Some lines:
** begin **

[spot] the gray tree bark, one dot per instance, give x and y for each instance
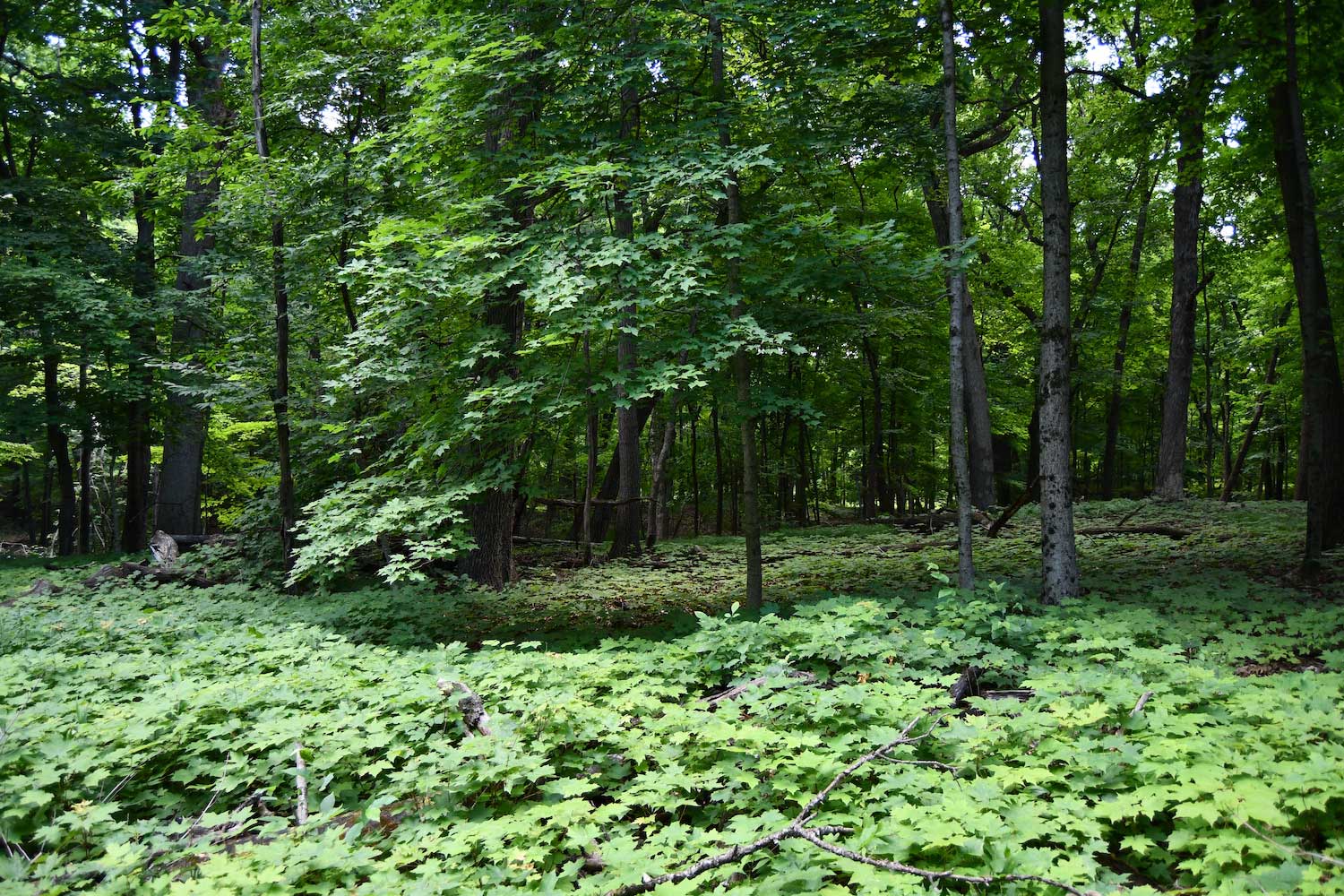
(1185, 206)
(976, 392)
(177, 505)
(280, 400)
(1059, 552)
(1322, 392)
(957, 304)
(741, 360)
(626, 541)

** end **

## Work instructions
Turn the lines above into a JSON list of strings, with one string per line and no blank lines. Leave the pictures out.

## Output below
[
  "[spot] the gray tree bark, one dot per instance, give x and y for each instance",
  "(1185, 206)",
  "(976, 392)",
  "(177, 505)",
  "(280, 400)",
  "(1059, 552)",
  "(1322, 392)",
  "(957, 304)",
  "(741, 360)",
  "(626, 541)"
]